■ **Action item**
Should pictures appear among the records, leave them out, and copy exactly only the lines from the first through the one with "# fill-rule: evenodd", inclusive.

======== Data supplied

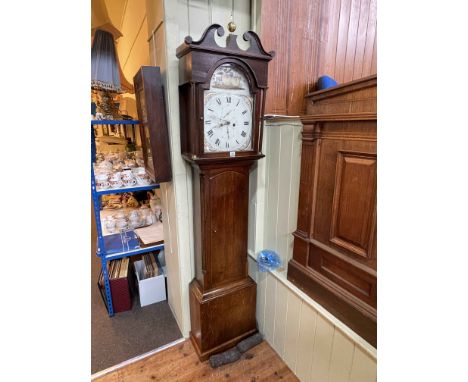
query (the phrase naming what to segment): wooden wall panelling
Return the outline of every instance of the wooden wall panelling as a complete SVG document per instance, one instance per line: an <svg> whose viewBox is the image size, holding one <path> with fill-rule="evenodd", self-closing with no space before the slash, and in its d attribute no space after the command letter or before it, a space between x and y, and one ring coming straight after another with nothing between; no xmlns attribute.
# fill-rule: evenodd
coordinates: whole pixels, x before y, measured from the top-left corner
<svg viewBox="0 0 468 382"><path fill-rule="evenodd" d="M217 23L226 29L227 24L231 21L232 0L210 0L210 7L212 9L210 24ZM229 10L229 12L226 12L226 10ZM218 38L218 36L215 38ZM219 43L221 40L224 46L226 46L226 35L220 37L216 42Z"/></svg>
<svg viewBox="0 0 468 382"><path fill-rule="evenodd" d="M273 348L280 357L284 356L284 336L286 331L286 313L288 291L283 283L276 284L275 330L273 333Z"/></svg>
<svg viewBox="0 0 468 382"><path fill-rule="evenodd" d="M345 81L346 48L348 46L349 21L352 0L341 0L340 21L338 23L338 43L335 57L335 77L338 83Z"/></svg>
<svg viewBox="0 0 468 382"><path fill-rule="evenodd" d="M211 24L209 0L188 0L188 35L194 40L200 39L207 25Z"/></svg>
<svg viewBox="0 0 468 382"><path fill-rule="evenodd" d="M377 32L374 40L374 49L372 50L371 73L377 73Z"/></svg>
<svg viewBox="0 0 468 382"><path fill-rule="evenodd" d="M299 205L304 206L304 208L297 211L297 230L305 234L310 230L311 203L309 201L312 198L312 187L305 187L305 185L310 184L315 177L313 163L308 158L315 157L315 153L316 146L312 142L304 143L302 147L301 179L299 183Z"/></svg>
<svg viewBox="0 0 468 382"><path fill-rule="evenodd" d="M287 211L288 227L286 231L287 238L287 260L289 261L292 258L293 246L294 246L294 237L292 232L297 229L297 220L298 220L298 205L299 205L299 181L301 178L301 156L302 156L302 124L292 126L291 134L293 136L292 141L292 153L291 157L288 159L291 168L289 169L291 173L291 180L288 187L288 199L289 199L289 209ZM279 219L283 219L283 216L279 215ZM286 264L285 264L286 266Z"/></svg>
<svg viewBox="0 0 468 382"><path fill-rule="evenodd" d="M362 351L359 346L355 346L349 382L375 382L376 380L375 360Z"/></svg>
<svg viewBox="0 0 468 382"><path fill-rule="evenodd" d="M292 256L293 238L297 225L299 198L301 130L299 119L290 122L267 122L265 135L266 161L263 248L278 252L286 265ZM282 216L282 218L278 218Z"/></svg>
<svg viewBox="0 0 468 382"><path fill-rule="evenodd" d="M364 49L366 47L367 24L369 21L370 0L361 0L361 11L359 13L359 26L356 36L356 50L354 54L353 76L356 80L362 76L362 65L364 63Z"/></svg>
<svg viewBox="0 0 468 382"><path fill-rule="evenodd" d="M258 272L256 317L257 317L258 330L260 331L260 333L265 333L266 283L267 283L267 274L265 272Z"/></svg>
<svg viewBox="0 0 468 382"><path fill-rule="evenodd" d="M343 104L343 107L346 108L344 105L345 104ZM367 107L370 106L367 105ZM365 108L360 109L357 106L352 106L352 108L353 110L361 110L364 112L367 110ZM349 103L347 110L349 110ZM304 167L300 167L298 158L303 158L304 155L312 155L312 146L307 146L305 152L297 152L295 149L289 149L287 145L284 144L285 140L290 140L290 136L288 134L292 134L293 142L295 142L294 144L301 146L300 138L302 126L294 125L293 127L290 126L289 123L289 121L267 121L265 124L266 134L264 147L267 156L264 159L265 174L262 175L265 179L264 211L265 215L274 217L274 219L265 216L263 221L263 232L265 235L264 248L270 248L270 243L272 241L273 243L271 245L276 245L276 238L281 236L279 234L280 222L287 221L288 215L296 214L296 216L300 216L302 213L301 210L298 211L297 202L295 204L291 202L288 209L280 208L279 203L281 200L277 196L277 193L279 192L281 194L281 199L286 198L292 200L292 194L296 193L296 200L298 200L299 176L300 171L304 169ZM335 128L339 125L340 124L333 126ZM306 127L310 128L310 125ZM350 126L344 128L344 130L349 128ZM330 141L334 140L334 137L332 136L329 136L329 138ZM279 144L280 140L281 145ZM349 148L345 146L343 149ZM320 150L318 153L320 154ZM292 156L294 155L298 155L298 157L293 159ZM279 158L281 158L281 160ZM280 181L279 183L271 184L272 181L277 181L278 177L281 178L280 161L281 163L284 161L289 162L294 166L295 171L297 171L297 183L292 182L290 185L286 185L286 181ZM309 170L311 170L310 167ZM333 173L335 170L336 168L333 167ZM271 186L275 188L275 192L272 192ZM286 186L286 189L283 190L281 187L284 186ZM288 192L290 194L288 194ZM333 200L333 198L331 200ZM306 216L306 218L310 219L309 216ZM284 226L282 228L284 228ZM289 229L289 233L294 231L292 225L289 225ZM308 232L307 229L306 232ZM281 240L278 240L278 245L278 248L280 248ZM273 247L271 248L277 249ZM339 378L341 375L344 375L342 374L342 370L347 369L348 366L346 365L349 365L350 347L349 343L346 341L346 339L349 339L355 349L354 356L352 357L352 366L349 369L351 380L353 382L361 380L362 382L375 382L376 359L375 353L373 353L372 350L369 350L371 348L370 345L365 343L365 341L357 335L353 334L349 328L336 320L331 314L327 315L320 309L314 308L314 302L309 297L305 296L304 293L292 286L289 281L285 280L285 275L282 275L281 272L257 272L256 274L257 322L259 330L264 334L266 341L268 341L271 346L274 346L274 343L276 342L276 349L279 344L284 343L282 358L301 381L317 381L320 380L320 378L324 378L324 381L332 382L333 379L331 378L334 376ZM279 317L283 317L281 312L284 311L284 307L276 305L278 304L278 301L283 301L284 298L274 296L275 294L278 294L278 292L280 294L282 293L283 286L286 287L287 291L286 315L283 326L284 340L282 338L278 338L278 335L281 336L279 333L283 333L283 331L278 330L277 327ZM278 312L280 312L280 314L278 314ZM319 323L316 328L316 322L319 320L321 323ZM318 332L316 333L316 331ZM337 339L334 338L335 331L336 333L339 333ZM346 339L339 337L340 334L345 336ZM320 338L319 343L321 343L321 345L315 346L316 336ZM325 338L325 340L323 338ZM337 353L340 349L335 349L335 346L339 346L341 348L341 343L345 343L344 346L346 351L344 354L347 354L348 357ZM316 364L315 369L313 369L314 362ZM335 368L337 368L337 370L335 370ZM312 379L312 377L315 379Z"/></svg>
<svg viewBox="0 0 468 382"><path fill-rule="evenodd" d="M335 327L321 315L317 315L311 382L328 381L334 333Z"/></svg>
<svg viewBox="0 0 468 382"><path fill-rule="evenodd" d="M291 209L289 198L289 187L293 181L293 173L291 172L291 160L293 157L293 134L289 127L279 128L281 149L279 151L279 168L278 179L280 187L278 190L278 213L277 213L277 230L276 230L276 249L286 265L289 260L289 217L280 219L279 216L288 216L288 211Z"/></svg>
<svg viewBox="0 0 468 382"><path fill-rule="evenodd" d="M273 346L275 334L276 278L267 277L265 286L265 339Z"/></svg>
<svg viewBox="0 0 468 382"><path fill-rule="evenodd" d="M281 154L281 131L280 129L269 128L268 132L268 179L267 179L267 204L279 205L279 189L281 186L281 177L278 176L278 169L280 168L280 154ZM277 249L277 228L278 228L278 207L265 211L265 222L268 222L268 229L265 232L265 248L273 250Z"/></svg>
<svg viewBox="0 0 468 382"><path fill-rule="evenodd" d="M319 76L344 83L377 71L376 0L264 1L261 20L262 41L277 52L266 113L303 114Z"/></svg>
<svg viewBox="0 0 468 382"><path fill-rule="evenodd" d="M307 97L288 278L376 346L376 76ZM368 118L368 119L367 119ZM308 152L313 144L316 152ZM302 172L304 174L304 172ZM303 204L302 204L303 203ZM302 219L302 220L301 220ZM307 227L303 230L303 227Z"/></svg>
<svg viewBox="0 0 468 382"><path fill-rule="evenodd" d="M296 369L294 370L301 381L309 381L311 377L312 361L315 356L317 317L317 312L302 302L299 315Z"/></svg>
<svg viewBox="0 0 468 382"><path fill-rule="evenodd" d="M258 285L260 332L278 354L283 348L281 358L301 381L335 382L350 378L351 382L375 382L375 355L293 292L287 281L280 281L272 273L256 270L255 273L256 276L251 276Z"/></svg>
<svg viewBox="0 0 468 382"><path fill-rule="evenodd" d="M348 382L353 363L354 348L354 343L339 330L335 329L328 376L329 381Z"/></svg>
<svg viewBox="0 0 468 382"><path fill-rule="evenodd" d="M335 76L336 47L341 0L322 2L320 13L320 44L317 52L317 75Z"/></svg>
<svg viewBox="0 0 468 382"><path fill-rule="evenodd" d="M346 55L344 59L344 78L346 78L347 81L351 81L353 79L354 74L354 60L356 54L356 43L358 36L361 5L361 0L351 1L347 36L348 41L346 44Z"/></svg>
<svg viewBox="0 0 468 382"><path fill-rule="evenodd" d="M192 2L197 2L198 0L190 0L190 4ZM244 32L251 30L250 24L251 20L240 17L243 15L250 15L250 1L249 0L208 0L209 9L211 9L211 19L210 24L220 24L225 29L225 35L222 37L218 37L215 34L215 41L220 44L221 46L226 46L226 37L228 35L227 25L231 21L231 10L232 5L234 3L234 22L237 25L237 29L235 33L238 35L237 42L240 48L247 49L249 43L242 39L242 35Z"/></svg>
<svg viewBox="0 0 468 382"><path fill-rule="evenodd" d="M304 94L312 91L316 77L319 45L320 0L297 0L290 3L290 35L287 113L299 115L305 110Z"/></svg>
<svg viewBox="0 0 468 382"><path fill-rule="evenodd" d="M370 259L376 218L377 155L342 150L337 156L330 241ZM346 213L340 213L343 210ZM357 225L356 221L363 224Z"/></svg>
<svg viewBox="0 0 468 382"><path fill-rule="evenodd" d="M263 47L276 55L268 67L265 113L287 114L289 51L289 0L262 1L261 33Z"/></svg>
<svg viewBox="0 0 468 382"><path fill-rule="evenodd" d="M377 47L377 0L371 0L369 4L369 19L367 21L366 46L364 48L361 77L377 73L376 68L372 68L374 46Z"/></svg>
<svg viewBox="0 0 468 382"><path fill-rule="evenodd" d="M299 341L299 318L301 314L302 301L294 293L287 293L288 305L286 312L284 333L284 362L295 373L296 360L298 357L298 341Z"/></svg>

================

■ **Output of the task**
query (the phrase naming what to segment): wooden wall panelling
Return the outline of every instance of the wooden wall panelling as a complete SVG document per instance, one instance per line: an <svg> whose viewBox is the image size, holding one <path> with fill-rule="evenodd", self-closing with no space before the slash, and in its d attribute no space after the command letter or before it, a space between x and y, and one ring coming straight after another with nothing between; no xmlns attribute.
# fill-rule: evenodd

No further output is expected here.